_Data provided_.
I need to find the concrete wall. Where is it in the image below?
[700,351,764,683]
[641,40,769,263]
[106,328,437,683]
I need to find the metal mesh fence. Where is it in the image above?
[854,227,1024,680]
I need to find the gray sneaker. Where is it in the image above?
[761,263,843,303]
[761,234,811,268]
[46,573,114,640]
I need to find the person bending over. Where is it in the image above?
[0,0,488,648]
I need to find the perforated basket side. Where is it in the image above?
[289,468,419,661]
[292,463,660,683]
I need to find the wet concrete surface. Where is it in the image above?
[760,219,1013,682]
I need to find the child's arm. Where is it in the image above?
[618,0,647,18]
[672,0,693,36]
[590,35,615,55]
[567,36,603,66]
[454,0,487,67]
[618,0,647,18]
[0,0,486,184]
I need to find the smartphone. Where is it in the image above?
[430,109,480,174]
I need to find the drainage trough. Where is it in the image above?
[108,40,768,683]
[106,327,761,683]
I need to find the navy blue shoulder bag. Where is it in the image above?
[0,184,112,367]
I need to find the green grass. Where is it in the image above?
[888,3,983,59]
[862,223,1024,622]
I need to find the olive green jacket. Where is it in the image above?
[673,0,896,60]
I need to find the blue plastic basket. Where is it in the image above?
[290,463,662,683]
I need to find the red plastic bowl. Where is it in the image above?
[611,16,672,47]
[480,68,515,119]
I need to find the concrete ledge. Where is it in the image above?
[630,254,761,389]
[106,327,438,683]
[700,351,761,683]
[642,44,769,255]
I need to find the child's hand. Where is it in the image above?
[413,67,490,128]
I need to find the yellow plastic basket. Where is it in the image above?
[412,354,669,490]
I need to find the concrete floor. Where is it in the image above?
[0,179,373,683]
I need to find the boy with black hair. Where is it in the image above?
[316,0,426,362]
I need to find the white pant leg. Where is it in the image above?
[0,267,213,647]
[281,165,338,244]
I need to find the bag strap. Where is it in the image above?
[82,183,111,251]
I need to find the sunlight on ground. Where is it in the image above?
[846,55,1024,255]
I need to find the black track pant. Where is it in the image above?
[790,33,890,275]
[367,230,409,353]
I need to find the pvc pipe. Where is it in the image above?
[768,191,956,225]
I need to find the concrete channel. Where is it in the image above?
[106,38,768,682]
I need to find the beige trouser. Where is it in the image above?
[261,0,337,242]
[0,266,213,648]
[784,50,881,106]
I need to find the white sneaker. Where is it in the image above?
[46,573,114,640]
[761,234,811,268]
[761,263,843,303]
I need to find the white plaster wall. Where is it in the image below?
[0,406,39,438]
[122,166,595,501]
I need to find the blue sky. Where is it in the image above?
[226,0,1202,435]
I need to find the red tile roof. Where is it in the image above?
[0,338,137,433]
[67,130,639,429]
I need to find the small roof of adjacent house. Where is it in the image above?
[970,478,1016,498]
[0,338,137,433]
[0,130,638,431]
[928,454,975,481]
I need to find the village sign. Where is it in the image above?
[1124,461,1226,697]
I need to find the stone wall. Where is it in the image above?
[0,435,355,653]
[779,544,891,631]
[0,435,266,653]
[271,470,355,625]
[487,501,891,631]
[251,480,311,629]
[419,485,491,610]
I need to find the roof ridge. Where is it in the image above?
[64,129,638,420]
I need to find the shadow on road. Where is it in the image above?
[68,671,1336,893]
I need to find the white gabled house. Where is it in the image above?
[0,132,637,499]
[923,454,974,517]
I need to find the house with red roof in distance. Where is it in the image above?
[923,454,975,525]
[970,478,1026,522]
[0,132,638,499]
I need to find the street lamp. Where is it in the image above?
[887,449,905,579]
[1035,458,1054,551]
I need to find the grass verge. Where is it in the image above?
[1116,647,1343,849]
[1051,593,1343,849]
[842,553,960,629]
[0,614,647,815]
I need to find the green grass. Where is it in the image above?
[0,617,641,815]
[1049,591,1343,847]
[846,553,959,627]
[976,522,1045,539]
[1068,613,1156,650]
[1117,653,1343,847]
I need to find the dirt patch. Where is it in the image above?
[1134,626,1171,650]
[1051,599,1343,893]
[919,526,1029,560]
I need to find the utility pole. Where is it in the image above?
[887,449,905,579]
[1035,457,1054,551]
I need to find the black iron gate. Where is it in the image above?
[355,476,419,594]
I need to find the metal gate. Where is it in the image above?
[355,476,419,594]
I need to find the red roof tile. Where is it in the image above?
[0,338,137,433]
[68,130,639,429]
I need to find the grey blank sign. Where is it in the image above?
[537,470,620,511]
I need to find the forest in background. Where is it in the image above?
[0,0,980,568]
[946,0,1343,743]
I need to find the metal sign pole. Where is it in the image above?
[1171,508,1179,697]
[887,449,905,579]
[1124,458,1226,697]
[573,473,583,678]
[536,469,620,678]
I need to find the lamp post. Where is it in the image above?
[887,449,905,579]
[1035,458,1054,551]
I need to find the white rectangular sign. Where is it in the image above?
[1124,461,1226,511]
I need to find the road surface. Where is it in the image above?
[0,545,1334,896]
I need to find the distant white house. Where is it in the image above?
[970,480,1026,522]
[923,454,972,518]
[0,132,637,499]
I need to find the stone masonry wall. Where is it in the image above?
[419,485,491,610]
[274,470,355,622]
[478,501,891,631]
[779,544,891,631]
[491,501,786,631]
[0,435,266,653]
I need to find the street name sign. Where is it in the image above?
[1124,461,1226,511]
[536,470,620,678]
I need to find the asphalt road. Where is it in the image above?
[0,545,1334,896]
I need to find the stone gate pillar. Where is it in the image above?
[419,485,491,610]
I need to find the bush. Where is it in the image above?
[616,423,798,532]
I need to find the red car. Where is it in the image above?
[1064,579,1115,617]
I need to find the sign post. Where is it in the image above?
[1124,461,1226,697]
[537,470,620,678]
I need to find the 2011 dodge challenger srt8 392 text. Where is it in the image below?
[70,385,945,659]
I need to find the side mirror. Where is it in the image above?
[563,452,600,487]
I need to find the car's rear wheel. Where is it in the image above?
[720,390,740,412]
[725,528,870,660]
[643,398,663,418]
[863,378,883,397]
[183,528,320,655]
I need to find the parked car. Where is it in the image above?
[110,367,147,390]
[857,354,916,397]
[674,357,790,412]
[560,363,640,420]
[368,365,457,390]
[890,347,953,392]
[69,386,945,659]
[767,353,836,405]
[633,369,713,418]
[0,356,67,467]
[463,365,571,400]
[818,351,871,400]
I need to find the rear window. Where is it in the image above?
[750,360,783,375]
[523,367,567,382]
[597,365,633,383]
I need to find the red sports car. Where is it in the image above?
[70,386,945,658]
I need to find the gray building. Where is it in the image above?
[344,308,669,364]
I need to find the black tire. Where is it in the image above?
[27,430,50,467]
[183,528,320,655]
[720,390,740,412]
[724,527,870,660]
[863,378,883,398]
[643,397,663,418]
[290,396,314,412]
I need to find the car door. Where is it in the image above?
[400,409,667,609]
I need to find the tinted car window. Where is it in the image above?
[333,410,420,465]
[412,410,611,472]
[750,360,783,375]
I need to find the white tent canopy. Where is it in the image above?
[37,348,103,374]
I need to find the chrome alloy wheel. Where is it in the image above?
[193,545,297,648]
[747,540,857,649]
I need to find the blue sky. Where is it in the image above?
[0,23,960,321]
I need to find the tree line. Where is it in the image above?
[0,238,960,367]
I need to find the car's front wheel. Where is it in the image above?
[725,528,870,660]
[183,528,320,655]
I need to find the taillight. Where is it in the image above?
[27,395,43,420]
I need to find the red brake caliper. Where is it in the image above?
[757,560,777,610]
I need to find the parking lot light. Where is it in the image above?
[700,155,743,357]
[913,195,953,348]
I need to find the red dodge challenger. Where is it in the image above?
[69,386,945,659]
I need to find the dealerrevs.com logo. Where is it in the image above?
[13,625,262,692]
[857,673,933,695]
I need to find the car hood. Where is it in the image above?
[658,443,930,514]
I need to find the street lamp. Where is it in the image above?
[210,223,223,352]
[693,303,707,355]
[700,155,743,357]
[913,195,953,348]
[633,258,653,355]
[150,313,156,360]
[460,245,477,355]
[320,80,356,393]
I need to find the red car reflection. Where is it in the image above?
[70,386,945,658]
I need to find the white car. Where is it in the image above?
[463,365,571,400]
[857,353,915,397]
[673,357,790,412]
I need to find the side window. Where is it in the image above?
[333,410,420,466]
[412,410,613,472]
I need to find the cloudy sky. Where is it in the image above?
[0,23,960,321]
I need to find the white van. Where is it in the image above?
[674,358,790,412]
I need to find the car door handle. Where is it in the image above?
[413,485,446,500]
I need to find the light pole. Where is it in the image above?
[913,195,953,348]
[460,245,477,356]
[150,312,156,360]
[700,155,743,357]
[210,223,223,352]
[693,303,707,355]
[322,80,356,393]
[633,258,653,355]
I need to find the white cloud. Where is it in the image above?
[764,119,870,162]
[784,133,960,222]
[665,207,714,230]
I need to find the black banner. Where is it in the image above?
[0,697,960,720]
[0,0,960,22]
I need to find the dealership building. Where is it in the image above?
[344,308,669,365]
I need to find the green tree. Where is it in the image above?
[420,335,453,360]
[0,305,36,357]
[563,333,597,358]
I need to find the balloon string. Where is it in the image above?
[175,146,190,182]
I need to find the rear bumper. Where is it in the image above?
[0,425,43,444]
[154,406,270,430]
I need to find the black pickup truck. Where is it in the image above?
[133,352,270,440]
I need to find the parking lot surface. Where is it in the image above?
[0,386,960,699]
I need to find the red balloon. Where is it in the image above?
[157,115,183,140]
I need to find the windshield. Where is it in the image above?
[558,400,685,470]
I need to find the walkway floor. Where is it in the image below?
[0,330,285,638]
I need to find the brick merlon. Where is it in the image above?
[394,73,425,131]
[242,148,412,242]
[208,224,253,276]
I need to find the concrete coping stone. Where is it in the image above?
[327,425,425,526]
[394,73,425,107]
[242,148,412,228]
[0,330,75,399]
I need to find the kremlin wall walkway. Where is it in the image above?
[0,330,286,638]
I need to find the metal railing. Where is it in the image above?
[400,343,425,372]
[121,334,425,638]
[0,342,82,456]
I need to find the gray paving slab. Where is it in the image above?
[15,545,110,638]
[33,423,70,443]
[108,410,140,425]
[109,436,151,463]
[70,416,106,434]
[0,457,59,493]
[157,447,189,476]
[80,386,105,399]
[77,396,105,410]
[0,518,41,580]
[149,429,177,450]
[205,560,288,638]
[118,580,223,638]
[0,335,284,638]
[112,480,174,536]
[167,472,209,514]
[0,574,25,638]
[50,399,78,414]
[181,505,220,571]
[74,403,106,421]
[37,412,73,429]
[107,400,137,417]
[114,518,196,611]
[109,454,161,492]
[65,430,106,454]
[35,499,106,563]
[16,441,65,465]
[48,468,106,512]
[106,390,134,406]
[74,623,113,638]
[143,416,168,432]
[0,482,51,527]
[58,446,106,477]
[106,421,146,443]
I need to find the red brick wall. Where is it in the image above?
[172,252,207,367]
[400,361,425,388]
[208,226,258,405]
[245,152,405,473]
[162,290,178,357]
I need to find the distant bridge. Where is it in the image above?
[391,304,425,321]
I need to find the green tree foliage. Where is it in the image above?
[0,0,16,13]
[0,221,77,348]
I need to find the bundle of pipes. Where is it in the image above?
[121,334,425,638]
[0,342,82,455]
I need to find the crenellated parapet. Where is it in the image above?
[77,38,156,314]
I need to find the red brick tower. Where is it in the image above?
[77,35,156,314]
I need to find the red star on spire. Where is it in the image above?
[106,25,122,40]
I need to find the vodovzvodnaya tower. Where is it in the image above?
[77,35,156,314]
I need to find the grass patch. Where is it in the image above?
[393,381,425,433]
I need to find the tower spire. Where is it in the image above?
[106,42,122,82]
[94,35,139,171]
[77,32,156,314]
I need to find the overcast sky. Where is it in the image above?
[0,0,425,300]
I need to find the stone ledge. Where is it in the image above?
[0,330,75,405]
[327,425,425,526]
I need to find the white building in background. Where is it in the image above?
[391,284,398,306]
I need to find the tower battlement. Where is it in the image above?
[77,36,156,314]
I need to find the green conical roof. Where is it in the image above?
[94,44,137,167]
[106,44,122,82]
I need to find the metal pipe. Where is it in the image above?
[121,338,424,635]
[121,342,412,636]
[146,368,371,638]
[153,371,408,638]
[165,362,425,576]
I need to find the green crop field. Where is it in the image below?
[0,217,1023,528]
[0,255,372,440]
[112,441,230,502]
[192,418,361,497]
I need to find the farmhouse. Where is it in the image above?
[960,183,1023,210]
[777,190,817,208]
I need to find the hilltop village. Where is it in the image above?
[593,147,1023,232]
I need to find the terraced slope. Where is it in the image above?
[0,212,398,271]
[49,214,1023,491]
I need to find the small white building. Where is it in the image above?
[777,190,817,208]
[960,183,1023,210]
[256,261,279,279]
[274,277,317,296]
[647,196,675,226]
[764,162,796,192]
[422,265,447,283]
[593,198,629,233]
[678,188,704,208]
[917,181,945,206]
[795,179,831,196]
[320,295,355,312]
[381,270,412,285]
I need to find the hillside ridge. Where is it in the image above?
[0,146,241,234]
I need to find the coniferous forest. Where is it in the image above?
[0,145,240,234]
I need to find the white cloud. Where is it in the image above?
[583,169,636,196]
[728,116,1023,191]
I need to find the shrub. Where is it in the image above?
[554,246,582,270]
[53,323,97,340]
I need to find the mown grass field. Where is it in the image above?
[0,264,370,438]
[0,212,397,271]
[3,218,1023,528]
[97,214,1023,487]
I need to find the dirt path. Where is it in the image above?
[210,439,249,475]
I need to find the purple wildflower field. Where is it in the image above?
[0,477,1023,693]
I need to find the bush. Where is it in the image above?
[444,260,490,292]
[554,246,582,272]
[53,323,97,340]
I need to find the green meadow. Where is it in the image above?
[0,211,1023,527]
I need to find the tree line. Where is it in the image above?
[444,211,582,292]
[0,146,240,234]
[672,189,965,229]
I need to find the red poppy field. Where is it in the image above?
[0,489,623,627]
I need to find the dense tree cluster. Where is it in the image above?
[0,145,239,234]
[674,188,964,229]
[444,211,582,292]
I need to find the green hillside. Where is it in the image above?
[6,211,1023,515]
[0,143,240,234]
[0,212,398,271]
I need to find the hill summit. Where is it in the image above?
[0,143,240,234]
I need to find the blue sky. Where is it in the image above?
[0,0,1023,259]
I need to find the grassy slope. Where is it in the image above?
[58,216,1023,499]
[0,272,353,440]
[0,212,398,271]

_Your objective_. Which lines in the entries above contain the word "wheel"? Extract each of them in full.

_Response_.
I need to find the car's rear wheel. Where is it in the image above?
I need to find the chrome alloy wheel. Where is it in the image above?
I need to find the car's front wheel. Where is it in the image above?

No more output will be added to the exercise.